**STATED PROBLEM A**
Using the macroeconomics review below, explain why the Federal Reserve buys government bonds from banks when it carries out expansionary monetary policy.
-- START DOCUMENT TEXT --
What are the four primary components of Gross Domestic Product (GDP) using the expenditure approach?

The four components are Consumption (C), Investment (I), Government Spending (G), and Net Exports (X - M).

2
medium

What is the primary difference between Nominal GDP and Real GDP?

Nominal GDP is measured in current prices, while Real GDP is adjusted for inflation using constant prices from a base year.

3
easy

Define the Consumer Price Index (CPI) and its primary purpose.

The CPI is a measure that examines the weighted average of prices of a basket of consumer goods and services; it is used to measure inflation.

4
medium

What is 'frictional unemployment'?

Frictional unemployment is temporary unemployment that occurs when workers are between jobs or searching for new ones.

5
medium

How is 'structural unemployment' different from 'cyclical unemployment'?

Structural unemployment results from a mismatch between worker skills and job requirements, whereas cyclical unemployment is caused by downturns in the business cycle.

6
medium

What constitutes the 'Natural Rate of Unemployment'?

The Natural Rate of Unemployment is the sum of frictional and structural unemployment, representing the level of unemployment when the economy is at full potential.

7
easy

What are the two primary tools of Fiscal Policy used by the government to influence the economy?

The two primary tools are government spending and taxation.

8
medium

Explain the 'Multiplier Effect' in the context of fiscal policy.

The Multiplier Effect is the phenomenon where an initial change in spending leads to a larger overall increase in national income/GDP.

9
medium

What is the 'Dual Mandate' of the Federal Reserve?

The Federal Reserve's dual mandate is to promote maximum sustainable employment and maintain stable prices (low inflation).

10
hard

How does the Federal Reserve use Open Market Operations (OMO) to implement expansionary monetary policy?

The Fed buys government bonds from banks, which increases the money supply and lowers interest rates to stimulate economic activity.
-- END DOCUMENT TEXT --
**STATED PROBLEM B**
List the records as a numbered list, skipping blank lines. Begin with the first line of the records and stop after the line that contains "column 1182, row 118".
-- START DATA FOR PROCESSING --
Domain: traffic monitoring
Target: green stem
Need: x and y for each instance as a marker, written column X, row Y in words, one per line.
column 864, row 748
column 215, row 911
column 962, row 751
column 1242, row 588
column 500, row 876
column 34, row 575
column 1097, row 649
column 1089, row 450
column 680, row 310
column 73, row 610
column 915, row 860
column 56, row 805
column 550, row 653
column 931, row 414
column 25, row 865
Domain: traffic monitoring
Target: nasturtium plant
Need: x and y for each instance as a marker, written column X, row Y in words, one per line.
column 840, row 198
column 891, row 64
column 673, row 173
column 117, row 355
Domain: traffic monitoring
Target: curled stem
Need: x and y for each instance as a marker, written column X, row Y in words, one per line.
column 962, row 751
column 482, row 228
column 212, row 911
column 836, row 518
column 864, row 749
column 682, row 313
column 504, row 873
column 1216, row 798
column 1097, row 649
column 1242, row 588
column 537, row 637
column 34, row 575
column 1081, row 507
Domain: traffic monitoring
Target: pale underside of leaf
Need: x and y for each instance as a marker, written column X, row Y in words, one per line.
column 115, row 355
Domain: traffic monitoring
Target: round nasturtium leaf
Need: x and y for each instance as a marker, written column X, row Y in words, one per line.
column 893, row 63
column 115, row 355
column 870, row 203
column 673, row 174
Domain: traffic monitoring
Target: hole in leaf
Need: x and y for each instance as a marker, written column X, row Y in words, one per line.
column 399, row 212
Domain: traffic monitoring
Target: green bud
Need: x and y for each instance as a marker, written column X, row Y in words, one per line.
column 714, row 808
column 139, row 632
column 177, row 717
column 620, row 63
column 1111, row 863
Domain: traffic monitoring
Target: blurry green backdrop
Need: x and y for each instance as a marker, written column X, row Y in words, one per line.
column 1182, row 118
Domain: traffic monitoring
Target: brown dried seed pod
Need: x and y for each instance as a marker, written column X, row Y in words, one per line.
-- END DATA FOR PROCESSING --
**ANSWER A**
The Fed buys government bonds from banks because the purchases increase the money supply and lower interest rates. This stimulates economic activity.

**ANSWER B**
1. Domain: traffic monitoring
2. Target: green stem
3. Need: x and y for each instance as a marker, written column X, row Y in words, one per line.
4. column 864, row 748
5. column 215, row 911
6. column 962, row 751
7. column 1242, row 588
8. column 500, row 876
9. column 34, row 575
10. column 1097, row 649
11. column 1089, row 450
12. column 680, row 310
13. column 73, row 610
14. column 915, row 860
15. column 56, row 805
16. column 550, row 653
17. column 931, row 414
18. column 25, row 865
19. Domain: traffic monitoring
20. Target: nasturtium plant
21. Need: x and y for each instance as a marker, written column X, row Y in words, one per line.
22. column 840, row 198
23. column 891, row 64
24. column 673, row 173
25. column 117, row 355
26. Domain: traffic monitoring
27. Target: curled stem
28. Need: x and y for each instance as a marker, written column X, row Y in words, one per line.
29. column 962, row 751
30. column 482, row 228
31. column 212, row 911
32. column 836, row 518
33. column 864, row 749
34. column 682, row 313
35. column 504, row 873
36. column 1216, row 798
37. column 1097, row 649
38. column 1242, row 588
39. column 537, row 637
40. column 34, row 575
41. column 1081, row 507
42. Domain: traffic monitoring
43. Target: pale underside of leaf
44. Need: x and y for each instance as a marker, written column X, row Y in words, one per line.
45. column 115, row 355
46. Domain: traffic monitoring
47. Target: round nasturtium leaf
48. Need: x and y for each instance as a marker, written column X, row Y in words, one per line.
49. column 893, row 63
50. column 115, row 355
51. column 870, row 203
52. column 673, row 174
53. Domain: traffic monitoring
54. Target: hole in leaf
55. Need: x and y for each instance as a marker, written column X, row Y in words, one per line.
56. column 399, row 212
57. Domain: traffic monitoring
58. Target: green bud
59. Need: x and y for each instance as a marker, written column X, row Y in words, one per line.
60. column 714, row 808
61. column 139, row 632
62. column 177, row 717
63. column 620, row 63
64. column 1111, row 863
65. Domain: traffic monitoring
66. Target: blurry green backdrop
67. Need: x and y for each instance as a marker, written column X, row Y in words, one per line.
68. column 1182, row 118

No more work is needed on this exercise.